● What to produce: In the Herb Jeffries article, explain why Cafe Aroma's offer to throw his 100th birthday party hadn't settled where he would celebrate. Use one to three sentences.

● Source extract:

[Dixielandjazz] Herb Jeffries at 100 - Palm Springs Desert Sun

Robert Ringwald rsr at ringwald.com
Wed Oct 9 22:23:02 PDT 2013


At 100, Age Is Just a Number for Jazz Legend Herb Jeffries
by Bruce Fessier
Palm Springs Desert Sun, September 24, 2013
One of Palm Springs' greatest legends, the Bronze Buckaroo, Herb
Jeffries, turns 100 years old today.
He and his wife, Savannah, just drove in from their home in
Wichita, Kan., Sunday, but they still didn't know where they
would celebrate his centennial. Cafe Aroma in Idyllwild, which
has a room named after Herb, wanted to throw a party for their
popular mountain resident, but Savannah is afraid it's too small
for such a festive occasion. So, if anyone has any ideas for a
venue, send them to
herb at herbjeffries.com
I attended Herb's 90th birthday party at the Racquet Club in
2001. Yeah, 2001. He discovered his birth certificate a few years
later and learned he was actually born in 1913. He had lied about
his age to play a nightclub in his native Detroit, where Louis
Armstrong heard him and recommended him for a major nightclub gig
in Chicago.

● Data shown:

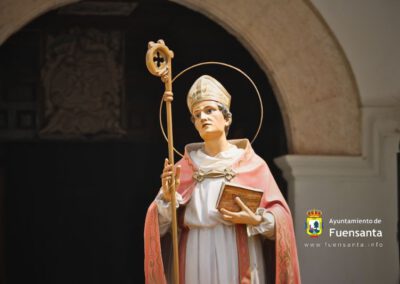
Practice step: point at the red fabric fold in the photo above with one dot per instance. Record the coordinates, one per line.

● Response to this task: Savannah, his wife, was afraid Cafe Aroma was too small for such a festive occasion. So they still didn't know where the centennial would be held.